» **EXTRACTED MATERIAL**
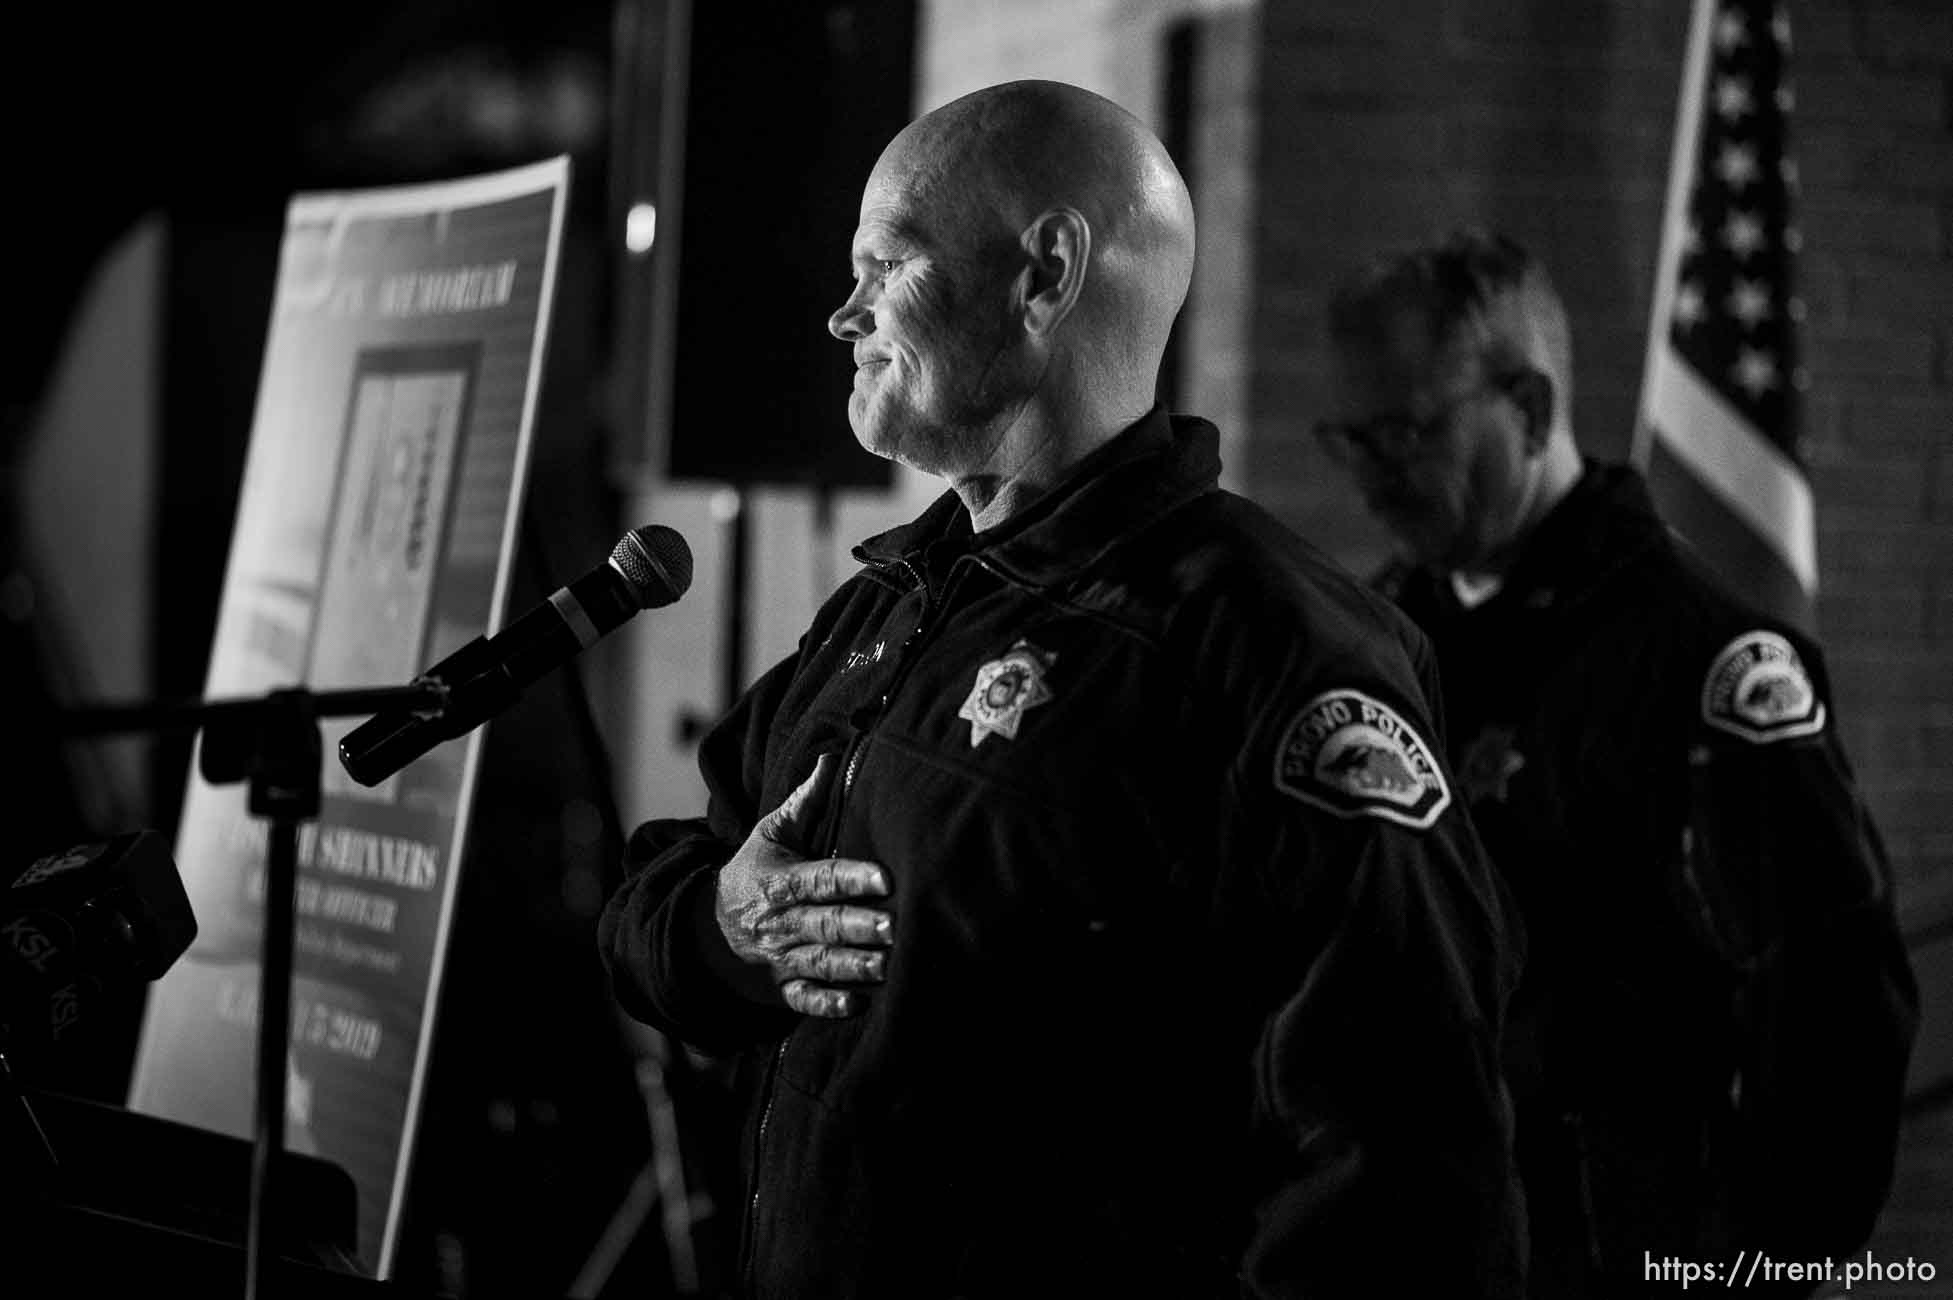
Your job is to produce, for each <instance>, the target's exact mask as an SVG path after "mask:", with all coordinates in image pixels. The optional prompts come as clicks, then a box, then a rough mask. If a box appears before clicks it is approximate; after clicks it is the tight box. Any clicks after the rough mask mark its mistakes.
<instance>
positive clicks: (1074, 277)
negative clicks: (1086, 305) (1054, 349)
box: [1021, 207, 1092, 336]
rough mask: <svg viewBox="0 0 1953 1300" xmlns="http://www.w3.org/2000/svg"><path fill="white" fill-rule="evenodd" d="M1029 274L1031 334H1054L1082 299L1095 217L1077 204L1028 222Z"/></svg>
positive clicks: (1028, 302)
mask: <svg viewBox="0 0 1953 1300" xmlns="http://www.w3.org/2000/svg"><path fill="white" fill-rule="evenodd" d="M1021 242H1023V254H1025V279H1023V324H1025V328H1027V330H1029V332H1031V334H1047V336H1049V334H1051V332H1053V330H1057V328H1059V322H1062V320H1064V318H1066V316H1068V314H1070V312H1072V305H1074V303H1078V295H1080V291H1082V289H1084V283H1086V264H1088V262H1090V260H1092V223H1088V221H1086V219H1084V213H1080V211H1078V209H1074V207H1055V209H1051V211H1047V213H1039V217H1037V219H1035V221H1031V224H1027V226H1025V228H1023V236H1021Z"/></svg>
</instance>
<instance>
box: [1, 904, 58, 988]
mask: <svg viewBox="0 0 1953 1300" xmlns="http://www.w3.org/2000/svg"><path fill="white" fill-rule="evenodd" d="M0 935H6V937H8V943H12V945H14V955H16V956H20V958H21V960H23V962H27V964H29V966H33V970H35V974H47V964H49V962H51V960H55V958H57V956H61V945H57V943H55V941H53V939H49V937H47V931H43V929H41V927H39V925H35V923H33V921H29V919H27V917H23V915H21V917H14V919H12V921H8V923H6V925H4V927H0Z"/></svg>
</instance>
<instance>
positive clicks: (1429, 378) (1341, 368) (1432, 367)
mask: <svg viewBox="0 0 1953 1300" xmlns="http://www.w3.org/2000/svg"><path fill="white" fill-rule="evenodd" d="M1330 402H1332V406H1330V410H1332V420H1328V422H1324V441H1326V445H1328V447H1330V451H1332V453H1338V459H1342V461H1344V463H1346V465H1348V467H1350V472H1351V476H1353V478H1355V484H1357V488H1359V490H1361V492H1363V502H1365V506H1369V511H1371V513H1373V515H1377V519H1379V521H1381V523H1383V525H1385V527H1389V529H1391V533H1392V535H1394V537H1396V541H1398V543H1400V545H1402V547H1404V548H1406V550H1408V552H1410V554H1412V558H1416V560H1418V562H1420V564H1437V566H1441V568H1451V570H1457V568H1465V570H1471V568H1482V566H1486V564H1488V562H1492V560H1496V558H1500V556H1502V554H1504V552H1506V548H1508V547H1512V545H1514V543H1516V541H1517V533H1519V527H1521V523H1523V517H1525V509H1527V504H1529V500H1531V492H1533V480H1535V472H1537V455H1533V453H1529V451H1527V437H1525V433H1527V427H1525V414H1523V412H1521V410H1519V406H1517V402H1514V400H1512V396H1510V394H1508V392H1506V390H1504V388H1502V386H1500V385H1498V377H1496V375H1490V373H1488V371H1486V365H1484V359H1482V357H1478V355H1476V351H1475V349H1473V347H1471V345H1469V344H1465V342H1457V340H1453V342H1451V344H1447V345H1434V344H1432V342H1430V332H1428V328H1426V324H1424V318H1422V314H1418V312H1412V310H1398V312H1394V314H1391V316H1387V320H1385V328H1383V330H1381V332H1379V336H1377V338H1373V340H1363V342H1355V340H1336V344H1334V345H1332V367H1330Z"/></svg>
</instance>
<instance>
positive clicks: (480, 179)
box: [129, 158, 568, 1277]
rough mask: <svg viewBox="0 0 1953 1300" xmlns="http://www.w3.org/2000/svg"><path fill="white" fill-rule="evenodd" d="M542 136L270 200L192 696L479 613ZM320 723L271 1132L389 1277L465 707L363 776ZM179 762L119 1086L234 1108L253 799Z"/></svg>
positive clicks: (558, 193)
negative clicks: (370, 776) (220, 517)
mask: <svg viewBox="0 0 1953 1300" xmlns="http://www.w3.org/2000/svg"><path fill="white" fill-rule="evenodd" d="M566 197H568V160H566V158H553V160H547V162H539V164H533V166H525V168H516V170H508V172H496V174H488V176H477V178H465V180H455V182H441V183H430V185H402V187H383V189H363V191H336V193H305V195H297V197H293V199H291V203H289V205H287V213H285V234H283V240H281V246H279V269H277V283H275V291H273V308H271V328H270V336H268V340H266V351H264V365H262V375H260V385H258V404H256V410H254V418H252V433H250V449H248V457H246V465H244V482H242V490H240V496H238V509H236V525H234V531H232V541H230V556H229V564H227V570H225V584H223V595H221V603H219V617H217V634H215V640H213V646H211V664H209V673H207V681H205V697H207V699H234V697H256V695H264V693H268V691H273V689H281V687H291V685H305V687H311V689H314V691H334V689H352V687H393V685H406V683H408V681H410V679H412V677H414V675H416V673H420V671H422V670H424V668H426V666H428V664H432V662H436V660H439V658H443V656H447V654H449V652H451V650H455V648H457V646H461V644H463V642H469V640H473V638H475V636H480V634H482V632H486V630H488V629H490V627H496V625H498V623H500V619H502V615H504V605H506V597H508V586H510V574H512V568H514V554H516V525H518V515H519V509H521V498H523V478H525V470H527V465H529V439H531V426H533V418H535V406H537V390H539V385H541V367H543V353H545V342H547V326H549V308H551V297H553V289H555V279H557V256H559V244H561V234H562V217H564V205H566ZM361 720H363V718H326V720H322V722H320V740H322V742H324V765H322V771H320V812H318V818H316V820H312V822H305V824H303V826H301V828H299V878H297V921H295V935H293V943H295V956H293V1007H291V1048H289V1054H287V1105H285V1146H287V1150H295V1152H303V1154H309V1156H318V1158H324V1159H330V1161H334V1163H338V1165H342V1167H344V1169H346V1171H348V1173H350V1175H352V1179H353V1185H355V1189H357V1193H359V1243H357V1255H359V1261H361V1265H363V1267H365V1269H367V1271H369V1273H373V1275H375V1277H387V1275H389V1273H391V1267H393V1257H395V1249H396V1245H398V1230H400V1214H402V1202H404V1191H406V1175H408V1163H410V1159H412V1150H414V1130H416V1122H418V1111H420V1103H422V1093H424V1083H426V1077H428V1064H430V1062H428V1054H430V1044H432V1036H434V1011H436V1007H437V997H439V988H441V968H443V958H445V953H447V943H449V925H451V919H453V906H455V884H457V871H459V867H461V863H463V847H465V845H463V841H465V833H467V824H469V804H471V796H473V791H475V781H477V763H478V757H480V744H482V732H480V728H477V730H475V732H471V734H469V736H467V738H463V740H457V742H449V744H443V746H437V748H436V750H432V752H430V753H428V755H424V757H422V759H418V761H414V763H410V765H408V767H404V769H402V771H398V773H396V775H393V777H389V779H387V781H383V783H381V785H377V787H373V789H367V787H359V785H355V783H353V781H350V779H348V777H346V773H344V771H342V769H340V763H338V757H336V755H338V742H340V738H342V736H344V734H346V732H348V730H352V728H353V726H357V724H359V722H361ZM246 798H248V789H246V785H242V783H236V785H209V783H207V781H203V777H201V773H197V769H195V761H193V763H191V775H189V785H187V791H186V796H184V808H182V818H180V826H178V839H176V863H178V869H180V873H182V876H184V884H186V888H187V892H189V902H191V908H193V910H195V914H197V941H195V943H193V945H191V949H189V951H187V953H186V955H184V956H182V958H180V960H178V962H176V966H172V970H170V972H168V974H166V976H164V978H162V980H158V982H156V984H154V986H152V990H150V995H148V1003H146V1009H145V1017H143V1029H141V1036H139V1042H137V1056H135V1070H133V1076H131V1089H129V1109H133V1111H141V1113H148V1115H158V1117H162V1118H172V1120H178V1122H187V1124H195V1126H201V1128H209V1130H215V1132H225V1134H232V1136H240V1138H248V1136H250V1134H252V1122H254V1105H256V1101H254V1099H256V1048H258V980H260V966H258V955H260V947H262V935H264V927H262V912H264V908H262V904H264V865H266V843H268V830H270V828H268V824H266V822H264V820H258V818H252V816H250V812H248V810H246Z"/></svg>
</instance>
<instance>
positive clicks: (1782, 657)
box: [1701, 629, 1824, 746]
mask: <svg viewBox="0 0 1953 1300" xmlns="http://www.w3.org/2000/svg"><path fill="white" fill-rule="evenodd" d="M1701 709H1703V722H1707V724H1709V726H1713V728H1717V730H1723V732H1728V734H1730V736H1742V738H1744V740H1748V742H1752V744H1760V746H1762V744H1769V742H1773V740H1789V738H1793V736H1814V734H1816V732H1822V730H1824V701H1820V699H1818V691H1816V687H1814V685H1812V683H1810V673H1808V671H1807V670H1805V664H1803V660H1799V658H1797V650H1795V648H1793V646H1791V642H1789V640H1785V638H1783V636H1779V634H1775V632H1766V630H1762V629H1758V630H1754V632H1744V634H1742V636H1738V638H1736V640H1732V642H1728V644H1726V646H1723V652H1721V654H1717V656H1715V662H1713V664H1709V675H1707V677H1703V701H1701Z"/></svg>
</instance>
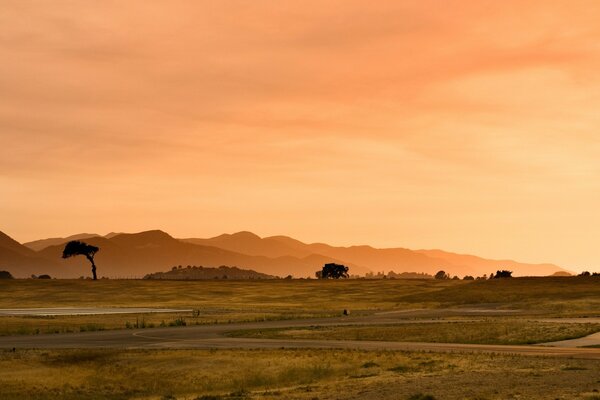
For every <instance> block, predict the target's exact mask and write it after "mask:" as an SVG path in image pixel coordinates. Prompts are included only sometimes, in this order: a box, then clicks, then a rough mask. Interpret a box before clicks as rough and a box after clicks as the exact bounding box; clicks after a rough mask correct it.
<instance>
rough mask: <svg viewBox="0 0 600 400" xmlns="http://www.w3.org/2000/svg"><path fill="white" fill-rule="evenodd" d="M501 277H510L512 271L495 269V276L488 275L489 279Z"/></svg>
mask: <svg viewBox="0 0 600 400" xmlns="http://www.w3.org/2000/svg"><path fill="white" fill-rule="evenodd" d="M501 278H512V271H508V270H506V269H503V270H502V271H496V276H490V279H501Z"/></svg>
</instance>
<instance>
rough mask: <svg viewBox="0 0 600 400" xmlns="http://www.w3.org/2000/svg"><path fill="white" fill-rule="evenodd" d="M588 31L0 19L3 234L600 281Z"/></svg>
mask: <svg viewBox="0 0 600 400" xmlns="http://www.w3.org/2000/svg"><path fill="white" fill-rule="evenodd" d="M598 21H600V2H599V1H596V0H589V1H573V0H565V1H547V0H544V1H524V0H515V1H512V0H511V1H506V0H505V1H496V0H491V1H484V0H477V1H468V0H464V1H448V0H438V1H434V0H430V1H427V0H415V1H397V0H395V1H389V2H386V1H379V0H378V1H375V2H373V1H349V0H340V1H325V0H318V1H306V0H303V1H257V0H252V1H228V0H219V1H192V0H190V1H149V0H143V1H139V2H137V1H132V0H127V1H104V0H103V1H95V2H92V1H57V0H53V1H42V0H39V1H24V0H16V1H10V0H3V1H2V3H1V5H0V218H1V223H0V230H2V231H4V232H6V233H7V234H9V235H11V236H13V237H14V238H16V239H17V240H20V241H27V240H33V239H37V238H40V237H49V236H60V235H68V234H73V233H78V232H97V233H107V232H109V231H129V232H133V231H140V230H146V229H154V228H160V229H164V230H166V231H168V232H169V233H171V234H173V235H175V236H177V237H189V236H196V237H208V236H213V235H217V234H220V233H223V232H235V231H239V230H251V231H254V232H256V233H258V234H260V235H274V234H287V235H291V236H293V237H296V238H299V239H301V240H305V241H325V242H328V243H333V244H358V243H369V244H373V245H375V246H404V247H410V248H443V249H447V250H453V251H459V252H469V253H475V254H479V255H483V256H488V257H511V258H515V259H519V260H522V261H551V262H556V263H559V264H563V265H565V266H569V267H574V269H581V268H584V267H589V268H591V269H593V267H596V266H600V245H599V241H600V209H599V207H600V73H599V71H600V24H599V23H598ZM579 267H581V268H579Z"/></svg>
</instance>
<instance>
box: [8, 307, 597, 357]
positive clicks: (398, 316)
mask: <svg viewBox="0 0 600 400" xmlns="http://www.w3.org/2000/svg"><path fill="white" fill-rule="evenodd" d="M401 316H402V313H396V314H394V313H387V314H376V315H371V316H367V317H348V318H315V319H309V320H289V321H267V322H252V323H236V324H221V325H199V326H190V327H178V328H155V329H137V330H118V331H101V332H83V333H71V334H58V335H37V336H5V337H0V348H13V347H15V348H45V349H48V348H134V349H165V348H168V349H175V348H177V349H180V348H197V349H215V348H241V349H257V348H264V349H274V348H332V349H333V348H335V349H362V350H411V351H439V352H488V353H489V352H492V353H506V354H522V355H538V356H560V357H573V358H585V359H598V360H600V349H598V348H568V347H546V346H501V345H476V344H453V343H415V342H380V341H351V340H279V339H247V338H229V337H226V336H225V333H226V332H229V331H233V330H239V329H268V328H287V327H302V326H317V325H318V326H332V325H358V324H366V323H370V324H382V323H395V324H397V323H415V322H417V321H414V320H407V319H399V317H401ZM418 322H429V323H439V322H440V320H439V319H425V320H419V321H418Z"/></svg>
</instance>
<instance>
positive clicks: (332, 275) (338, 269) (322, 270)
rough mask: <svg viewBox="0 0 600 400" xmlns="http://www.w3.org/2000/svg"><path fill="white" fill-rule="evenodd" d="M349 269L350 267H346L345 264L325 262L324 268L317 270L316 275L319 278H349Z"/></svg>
mask: <svg viewBox="0 0 600 400" xmlns="http://www.w3.org/2000/svg"><path fill="white" fill-rule="evenodd" d="M348 270H349V268H348V267H346V266H345V265H341V264H336V263H329V264H325V265H324V266H323V269H322V270H320V271H317V272H316V273H315V275H316V276H317V278H319V279H329V278H331V279H340V278H348V277H349V276H350V275H348Z"/></svg>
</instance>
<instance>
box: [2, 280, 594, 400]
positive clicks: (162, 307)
mask: <svg viewBox="0 0 600 400" xmlns="http://www.w3.org/2000/svg"><path fill="white" fill-rule="evenodd" d="M32 293H35V296H34V295H32ZM36 307H105V308H120V307H150V308H177V309H189V310H192V311H186V312H181V313H166V314H150V313H139V314H138V313H134V314H109V315H73V316H64V315H61V316H49V317H32V316H5V317H0V332H2V334H3V335H5V338H3V340H8V341H10V340H13V339H11V337H14V338H15V339H14V340H17V336H14V335H15V334H17V335H19V336H18V337H20V338H22V339H20V340H27V338H28V337H31V338H32V339H33V338H35V340H36V342H37V343H44V342H46V343H50V342H52V340H53V338H64V340H62V339H61V341H62V342H63V343H64V342H67V343H68V342H69V341H71V339H73V342H72V343H76V341H75V338H77V337H78V336H75V335H84V337H85V336H86V335H92V336H90V337H98V338H101V337H102V336H93V335H96V334H100V333H101V334H104V332H98V331H109V330H113V329H118V330H125V331H123V332H124V333H125V332H132V333H135V334H137V333H138V332H140V335H142V336H143V335H146V336H147V337H153V335H154V336H160V333H161V332H166V333H168V334H169V336H170V337H172V338H176V337H179V336H181V337H189V336H190V335H189V334H187V333H188V332H190V333H192V332H194V330H195V329H196V328H194V327H197V328H203V327H206V329H209V330H210V329H216V330H218V331H220V332H221V331H223V332H224V331H227V332H228V333H227V335H229V336H236V337H237V338H239V339H238V340H248V341H250V342H249V343H252V342H251V341H252V340H263V339H264V340H267V341H268V340H270V339H279V340H282V339H283V340H285V342H282V343H285V348H277V347H273V348H268V349H265V348H263V349H258V348H256V349H252V348H238V349H234V348H233V347H235V346H228V345H227V342H223V343H224V345H220V346H219V348H211V349H199V348H197V349H194V348H186V347H187V344H185V343H183V342H179V343H183V344H179V345H177V340H179V339H170V340H171V341H170V342H167V344H170V343H175V345H174V346H176V347H177V346H179V348H168V347H166V348H165V347H161V346H156V345H155V344H152V343H150V342H149V347H148V348H131V346H125V347H121V348H117V347H115V346H111V345H108V344H103V343H102V342H99V343H96V344H97V346H98V347H97V348H85V349H84V348H77V346H76V345H73V346H72V347H73V348H45V349H41V348H38V349H36V348H35V347H39V346H18V347H17V348H15V349H14V351H13V349H12V348H10V347H5V349H4V350H0V388H1V389H0V399H17V398H32V399H50V398H52V399H54V398H68V399H105V398H106V399H108V398H110V399H129V398H137V399H204V400H209V399H255V398H256V399H259V398H260V399H288V398H290V399H364V398H366V399H371V398H372V399H427V398H429V399H431V398H434V399H481V400H483V399H507V398H514V399H517V398H520V399H529V398H531V399H547V398H560V399H571V398H572V399H586V400H587V399H589V400H592V399H599V398H600V396H599V393H598V390H600V373H599V372H598V371H600V360H599V359H597V358H594V357H589V358H586V357H585V353H583V354H584V355H583V356H582V358H571V357H561V356H557V355H552V354H551V353H548V354H546V353H543V352H542V353H540V355H538V356H532V355H527V354H520V353H519V352H518V350H507V351H503V352H494V351H486V352H481V351H475V350H474V348H468V347H467V348H464V349H461V348H460V347H456V348H454V347H453V348H452V349H451V350H448V349H446V350H444V351H442V352H440V351H437V350H436V351H432V350H427V348H426V347H422V348H421V349H420V348H419V347H418V343H416V345H417V346H416V347H411V348H412V349H413V350H411V351H406V350H384V349H381V348H377V346H374V347H373V349H372V350H361V349H358V346H357V348H354V349H353V348H352V344H353V343H355V342H351V341H353V340H358V341H365V342H366V341H369V342H368V343H376V342H377V341H380V340H381V341H388V342H394V341H397V342H434V343H465V344H466V346H469V344H470V343H474V345H472V346H476V345H475V344H481V343H488V344H495V345H498V346H502V345H507V344H510V345H515V344H531V343H543V342H546V341H552V340H561V339H569V338H575V337H581V336H585V335H588V334H590V333H593V332H597V331H599V330H600V325H598V318H599V317H600V280H598V279H597V278H518V279H516V278H514V279H498V280H492V281H472V282H464V281H450V280H448V281H435V280H344V281H316V280H289V281H288V280H273V281H193V282H188V281H135V280H134V281H108V280H107V281H98V282H90V281H63V280H51V281H36V280H15V281H10V282H6V281H4V282H0V308H36ZM343 310H348V311H349V313H350V315H349V316H347V317H346V316H342V311H343ZM313 320H315V321H317V322H318V323H316V324H314V325H311V323H310V321H313ZM176 321H179V323H177V322H176ZM263 321H267V323H271V324H273V323H275V324H278V325H277V326H275V327H273V328H267V329H262V328H260V329H252V326H253V324H256V326H262V325H260V324H264V323H265V322H263ZM269 321H270V322H269ZM303 321H309V323H308V325H307V324H306V323H304V322H303ZM161 325H162V326H163V327H161V328H159V326H161ZM169 325H171V326H172V327H169ZM183 325H185V326H183ZM288 325H289V326H288ZM152 326H154V327H155V328H154V329H153V328H152ZM228 327H230V328H231V329H229V328H228ZM244 327H246V328H250V329H244ZM127 328H131V329H130V330H127ZM88 331H96V332H89V333H88ZM69 332H72V333H69ZM77 332H83V333H77ZM153 332H154V333H153ZM198 332H200V331H198ZM106 333H109V332H106ZM9 335H11V336H9ZM192 336H193V335H192ZM247 337H249V338H250V339H245V338H247ZM252 338H254V339H252ZM305 339H310V340H313V339H317V340H326V341H332V342H331V343H333V342H336V343H338V342H339V343H343V342H344V341H347V342H346V343H348V344H349V346H348V347H350V348H344V349H339V348H338V349H336V348H326V347H327V346H323V347H322V348H301V346H300V345H298V346H297V348H294V343H297V342H296V341H297V340H305ZM232 340H233V339H232ZM340 341H341V342H340ZM6 343H8V342H6ZM190 343H191V342H190ZM298 343H299V342H298ZM319 343H321V342H319ZM325 343H327V342H325ZM413 344H414V343H413ZM413 344H411V346H413ZM63 347H64V346H63ZM67 347H69V346H67ZM134 347H135V346H134ZM282 347H283V346H282ZM332 347H335V346H332ZM515 348H517V349H518V348H520V347H518V346H516V347H515ZM523 348H525V347H523ZM507 349H508V347H507ZM510 349H512V347H511V348H510ZM541 350H543V349H541ZM581 351H582V352H584V351H587V350H584V349H581ZM589 351H595V352H597V351H598V350H597V349H589ZM590 354H592V353H590ZM594 354H595V353H594ZM427 396H430V397H427Z"/></svg>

» **WHAT NEEDS TO BE DONE**
Report every line of the items above that contains the string "negative", matching case exactly.

» **TASK ANSWER**
negative clicks: (1086, 305) (1054, 349)
negative clicks: (370, 776) (220, 517)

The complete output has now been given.